→ **LIST OF TASKS**
1. List every place name that appears in the coronavirus update.
2. Using the coronavirus update, answer each question on its own line:
(a) How many tests were carried out in the last 24 hours?
(b) What age is the woman being treated as infectious in hotel quarantine?
(c) How many new COVID-19 cases were detected in hotel quarantine in NSW?
3. Extend the coronavirus update past its final sentence.

(GIVEN PASSAGE)

A healthcare worker who tested positive in South Australia on Monday after flying from Melbourne is suspected of viral shedding, according to Victorian Health Minister Martin Foley.
Along with confirming no new cases or deaths, Foley added the state’s active cases had dropped by one to three.
There were 20,819 tests in the last 24 hours and rolling statewide case average is just 0.1
Melbourne Central and Melbourne Airport have been listed as coronavirus hotspots because of the aged care worker’s positive test.
The woman in her 20s is being treated as infectious by health authorities while in hotel quarantine.
There were no locally acquired coronavirus infections recorded in NSW in the 24 hours to 8:00pm yesterday – the fifth consecutive day no new locally acquired infections have been found in the state. There were five new COVID-19 cases detected in hotel quarantine.

(End GIVEN PASSAGE)
(AVAILABLE DATA)

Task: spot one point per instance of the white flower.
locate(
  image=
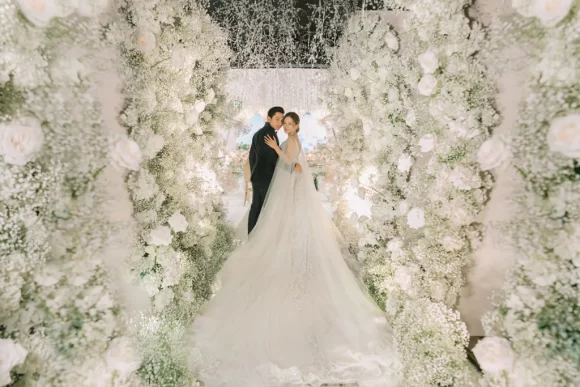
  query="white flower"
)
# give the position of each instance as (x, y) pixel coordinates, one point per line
(200, 106)
(564, 135)
(492, 153)
(494, 355)
(154, 145)
(427, 143)
(39, 12)
(551, 12)
(126, 153)
(178, 222)
(437, 290)
(91, 8)
(451, 244)
(427, 85)
(145, 41)
(457, 128)
(416, 218)
(392, 41)
(20, 142)
(178, 58)
(163, 298)
(410, 118)
(11, 355)
(464, 179)
(404, 276)
(160, 236)
(523, 7)
(66, 69)
(429, 62)
(122, 357)
(405, 163)
(402, 207)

(End AVAILABLE DATA)

→ **EXPECTED RESULTS**
1. South Australia, Melbourne, Melbourne Central, Melbourne Airport, NSW

2.
(a) 20,819
(b) In her 20s
(c) Five

3.
Victoria’s health department has declared the CBD shopping precinct and airport high-risk coronavirus exposure sites.
Anyone who visited Melbourne Central last Sunday between 2pm and 5pm, or were at Melbourne Airport’s Terminal Four from noon to 1pm on Monday, are asked to get tested if symptoms develop.
She previously tested positive for coronavirus in August before being cleared later that month.
Another two positive cases in Victoria are also likely to be viral shedding, but all three remain under investigation.
As Victoria opens up from its lockdown, police will run Operation Compass over the next three weekends to crack down on bad driving behaviour.
Speeding, drink and drug driving, not wearing seatbelts, mobile phone use and fatigue will be targeted as Melburnians head to regional areas for a break.
This will be the first weekend without the “ring of steel” that cut off Melbourne from the rest of the state during the city’s lockdown.
There will also be more police at popular holiday spots.
“While it is fantastic to see people engaging in these recreational activities, we need people to go back to basics and arrive to their destination safely,” said Assistant Commissioner John Fitzpatrick.
“People will be driving both speeds and distances they are unfamiliar with. I urge that drivers do all they can to arrive alive.”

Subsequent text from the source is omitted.